## PAGE EXCERPT
------------------------------------
These terms for meetings and unions suggest new forms of hybridity between people and "machines" (as they were once called)--cyborgean fusions, crossings between species in transplants, genetic forms of reproduction, and the crossing between sexes, through transsexual technologies. Our ethical terror of these new forms plays out in films like Alien Resurrection, whose heroine is a clone created to provide a womb for a monstrous alien, while our hopeful outreach toward global expansion and immigration are played through narratives like E.T. and his desire for his distant home.

These computer terms and science fiction tropes not only represent our anxieties and pleasures in confronting the effects new technologies are having upon our bodily and social organization, but also serve as tropes for the economic and social processes which accompany the the global growth of new technologies. As Connie Samaras argues, in her article "Is It Tomorrow or Just the End of Time," the current craze around alien abductions and UFOs, with their narratives of abduction from the domestic space, sexual experiment, and insemination reveal contemporary anxieties around the collapse of privacy, with the coming of computers, the end of traditional forms of insemination, and the contestation of traditional gender roles and sex assignment. (210-211)

The world-wide-web describes not only an electronic, virtual space, but also the new transnational practices of labor and capital that accompany it. The role of technology in forming new unemployment and employment practices has been a key player in creating transnational patterns of immigrant labor and capital. The current craze for flying saucers and alien abductions serves to both represent and mask these new forms of labor and capital transport. As virtual systems displace certain sectors of labor, the drive to relocate within their exclusive boundaries has even encouraged one cult of website designers known as Heavenís Gate to commit mass suicide. With Nikes on their feet (a sure symbol of First World success through oppressive Third World economic practices), wearing identical clothing (to signify they were "beyond" gender), with some male bodies having been surgically altered to make sexual practice impossible, and with a little change in their pockets, the Heavenís Gate web designers killed themselves in the hope of finding permanent employment somewhere behind the fleeting material body of the Hale-Bopp comet. They were the first inter-stellar imigrants seeking work. Their example illustrates one deadly way in which changing fantasies around gender, sexuality, and technology are combining to transform lives.

Theaters of the Flesh

Growing up alongside this formation of a science fiction imaginary, is a new cultural imaginary of the body, which we might call "theaters of the flesh." Flesh, once perceived as the given envelope of nature, has now become a theater of operations.

In performance, the body once served as an expressive tool for inner, psychological processes, as in earlier Method acting, in which gestural systems were devised to reveal the emotional impact on or through the body of memory or desire. Today, the bodyís own fleshly status serves as its subject, to reveal how it is altered by, or in consonance with new technologies. Performer/filmaker Yvonne Rainer reveals her own body in her recent film, Murder and Murder, within the context of a lesbian relationship. In one shot, she sports a tuxedo jacket, which she pulls back, casually, to reveal the scars from her mastectomy. It would seem that in this instance, relational dynamics, and the erotics of viewing are compelled to account for and include in their scopic economy, the surgically altered body of a woman with breast cancer. The gender-specific regime of beauty comes into play, as well as representations of desire, caught within the context of medical technologies.
------------------------------------
## DATA FOR REVIEW
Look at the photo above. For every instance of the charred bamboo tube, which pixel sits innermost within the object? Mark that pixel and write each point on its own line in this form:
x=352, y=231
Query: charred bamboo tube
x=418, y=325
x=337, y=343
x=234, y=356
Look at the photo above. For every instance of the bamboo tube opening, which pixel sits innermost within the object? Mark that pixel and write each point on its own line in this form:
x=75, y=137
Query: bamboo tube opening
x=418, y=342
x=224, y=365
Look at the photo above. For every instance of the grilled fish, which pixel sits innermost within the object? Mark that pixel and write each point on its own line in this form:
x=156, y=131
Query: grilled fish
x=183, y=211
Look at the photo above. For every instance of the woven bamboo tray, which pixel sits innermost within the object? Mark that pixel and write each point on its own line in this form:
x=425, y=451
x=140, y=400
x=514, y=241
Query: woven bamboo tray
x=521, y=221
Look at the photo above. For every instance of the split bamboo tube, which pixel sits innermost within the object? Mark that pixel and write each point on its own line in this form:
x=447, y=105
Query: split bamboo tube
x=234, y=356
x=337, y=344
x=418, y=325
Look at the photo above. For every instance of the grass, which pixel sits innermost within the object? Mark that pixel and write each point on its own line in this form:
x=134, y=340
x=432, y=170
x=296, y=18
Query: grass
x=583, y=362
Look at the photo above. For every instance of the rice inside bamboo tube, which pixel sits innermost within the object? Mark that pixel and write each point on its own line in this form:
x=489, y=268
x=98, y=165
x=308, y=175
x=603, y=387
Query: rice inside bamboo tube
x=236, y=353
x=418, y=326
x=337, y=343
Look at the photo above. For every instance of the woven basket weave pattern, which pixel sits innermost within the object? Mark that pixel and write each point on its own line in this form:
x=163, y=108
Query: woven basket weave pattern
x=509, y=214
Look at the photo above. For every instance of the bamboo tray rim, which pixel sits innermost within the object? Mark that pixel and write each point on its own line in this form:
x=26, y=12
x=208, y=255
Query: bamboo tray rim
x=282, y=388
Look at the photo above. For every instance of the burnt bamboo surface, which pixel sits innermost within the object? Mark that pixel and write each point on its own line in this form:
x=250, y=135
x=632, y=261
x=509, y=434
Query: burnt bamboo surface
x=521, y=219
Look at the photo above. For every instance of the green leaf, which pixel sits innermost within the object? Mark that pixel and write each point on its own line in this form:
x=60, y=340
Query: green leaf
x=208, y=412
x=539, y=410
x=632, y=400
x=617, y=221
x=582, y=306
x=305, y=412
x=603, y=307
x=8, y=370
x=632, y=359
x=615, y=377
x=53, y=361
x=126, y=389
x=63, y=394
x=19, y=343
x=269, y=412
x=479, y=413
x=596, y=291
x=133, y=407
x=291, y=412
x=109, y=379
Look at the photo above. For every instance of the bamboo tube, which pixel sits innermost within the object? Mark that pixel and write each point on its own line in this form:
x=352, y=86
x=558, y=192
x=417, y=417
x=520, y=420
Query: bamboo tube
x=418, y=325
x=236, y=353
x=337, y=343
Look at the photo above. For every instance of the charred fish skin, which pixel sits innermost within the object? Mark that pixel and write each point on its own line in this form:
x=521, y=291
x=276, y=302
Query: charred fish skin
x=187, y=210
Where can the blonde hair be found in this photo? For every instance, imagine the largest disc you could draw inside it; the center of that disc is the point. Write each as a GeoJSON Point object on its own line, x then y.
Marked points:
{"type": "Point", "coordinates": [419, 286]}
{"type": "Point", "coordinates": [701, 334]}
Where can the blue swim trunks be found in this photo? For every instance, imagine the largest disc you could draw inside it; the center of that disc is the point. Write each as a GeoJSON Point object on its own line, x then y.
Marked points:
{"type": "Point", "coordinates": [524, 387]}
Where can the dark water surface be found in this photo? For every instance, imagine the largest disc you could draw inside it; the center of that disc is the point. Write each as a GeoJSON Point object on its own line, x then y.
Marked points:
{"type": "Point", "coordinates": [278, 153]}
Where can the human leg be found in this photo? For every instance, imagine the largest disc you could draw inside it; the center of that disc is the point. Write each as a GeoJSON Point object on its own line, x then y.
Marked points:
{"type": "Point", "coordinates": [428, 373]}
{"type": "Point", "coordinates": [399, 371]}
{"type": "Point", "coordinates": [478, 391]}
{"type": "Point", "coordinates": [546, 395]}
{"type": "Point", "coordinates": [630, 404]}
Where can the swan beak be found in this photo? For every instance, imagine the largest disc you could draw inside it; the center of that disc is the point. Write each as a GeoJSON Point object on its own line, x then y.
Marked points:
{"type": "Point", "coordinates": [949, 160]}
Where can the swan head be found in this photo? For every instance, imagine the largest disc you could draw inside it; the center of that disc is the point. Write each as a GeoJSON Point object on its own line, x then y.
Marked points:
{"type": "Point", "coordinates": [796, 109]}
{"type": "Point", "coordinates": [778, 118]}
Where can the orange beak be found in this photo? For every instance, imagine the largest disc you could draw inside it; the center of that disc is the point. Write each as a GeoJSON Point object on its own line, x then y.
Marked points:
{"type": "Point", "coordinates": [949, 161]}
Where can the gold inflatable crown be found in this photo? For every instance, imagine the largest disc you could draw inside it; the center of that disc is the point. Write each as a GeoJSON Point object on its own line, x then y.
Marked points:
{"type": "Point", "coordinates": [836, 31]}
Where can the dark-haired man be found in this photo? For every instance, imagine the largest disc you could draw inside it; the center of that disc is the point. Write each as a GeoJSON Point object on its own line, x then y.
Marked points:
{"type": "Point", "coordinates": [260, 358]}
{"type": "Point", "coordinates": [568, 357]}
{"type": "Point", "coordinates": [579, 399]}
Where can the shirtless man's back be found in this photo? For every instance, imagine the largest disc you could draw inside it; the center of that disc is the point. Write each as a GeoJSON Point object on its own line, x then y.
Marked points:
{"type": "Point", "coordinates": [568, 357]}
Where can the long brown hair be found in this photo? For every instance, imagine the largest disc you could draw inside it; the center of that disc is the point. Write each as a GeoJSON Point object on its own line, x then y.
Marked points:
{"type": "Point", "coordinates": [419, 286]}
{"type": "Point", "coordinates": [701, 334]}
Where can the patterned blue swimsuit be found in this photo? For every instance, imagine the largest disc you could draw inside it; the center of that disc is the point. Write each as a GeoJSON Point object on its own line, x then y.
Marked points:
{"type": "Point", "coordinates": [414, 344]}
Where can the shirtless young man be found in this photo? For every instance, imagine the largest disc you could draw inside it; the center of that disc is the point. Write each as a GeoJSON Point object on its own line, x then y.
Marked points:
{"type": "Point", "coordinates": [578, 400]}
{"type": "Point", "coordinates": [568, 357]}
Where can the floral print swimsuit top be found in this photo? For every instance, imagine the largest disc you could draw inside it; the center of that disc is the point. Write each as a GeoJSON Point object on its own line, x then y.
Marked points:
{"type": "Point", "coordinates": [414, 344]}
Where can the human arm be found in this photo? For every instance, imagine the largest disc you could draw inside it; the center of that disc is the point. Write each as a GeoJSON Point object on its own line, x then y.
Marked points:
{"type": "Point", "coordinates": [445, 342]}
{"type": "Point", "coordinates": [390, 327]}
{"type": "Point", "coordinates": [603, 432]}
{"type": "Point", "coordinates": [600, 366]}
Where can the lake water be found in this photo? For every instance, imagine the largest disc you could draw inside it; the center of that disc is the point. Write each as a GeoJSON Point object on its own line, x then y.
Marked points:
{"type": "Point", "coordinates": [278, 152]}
------------------------------------
## WHAT IS BEING ASKED
Resume the essay on gender, technology, and the body where it stops, after the sentence about the gender-specific regime of beauty and medical technologies.

## ANSWER BELOW
An array of such performance techniques illustrate the widespread sense of the body as its own theater of change, through technology, rather than as a register of unseen, internal motivations. Central to discussions of this new sense of the body, are the studies of the transsexual, or transgendered body, which provides a creative direction for sex assignment, resonates with the play of gender roles, and offers a site for surgical and hormonal operation. Susan Stryker, in her article, "Christine Jorgensenís Atom Bomb," situates "transsexuality as a site of technological innovation in the mid-twentieth century, [which] foregrounds the question of how technological change, particularly in the biomedical realm, impacts the conditions of embodied subjectivity." (unp. ms.) Stryker defines the transsexual body as "an operationalized surface effect achieved thorugh performative means." In other words, the flesh serves as an exteriorization--a threshold where subjectivity mixes it up with technology through performative means. Yet the transsexual body yields more than exteriority as a stage for technology, it replaces what Stryker calls "inner secrets," or the psychological, mental processes of internaltity with "internal secretions," proffering "estrogen and testosterone as deep truths of the body," rather than Freudian paradigms.

Now, one might say that theater and performance have been working to stage this encounter of body and technology since the early decades of the century. Marinetti, one of the founders of the Futurist movement, exalted the machine, as it was then known, in relation to the flesh, finally culminating in what he regarded as the transcendent arena of war. The Expressionists set up the agonies of interiority, as caught in the spotlight of authoritarian regimes of objectivity. Science was the operating room in which subjectivity was tortured by objectivist structures. Brecht founded a theater that would assimilate science and technology into a Marxist sense of materialism, compounding subjectivity and objectivism into the paradigms of labor and learning. The body performed its social relations, emphasizing their incarnation in the fleshly materiality of the body. These are but a few of the performance strategies from the earlier part of the century which em-bodied the rise of technology, up through its deadly transcendence in the two World Wars.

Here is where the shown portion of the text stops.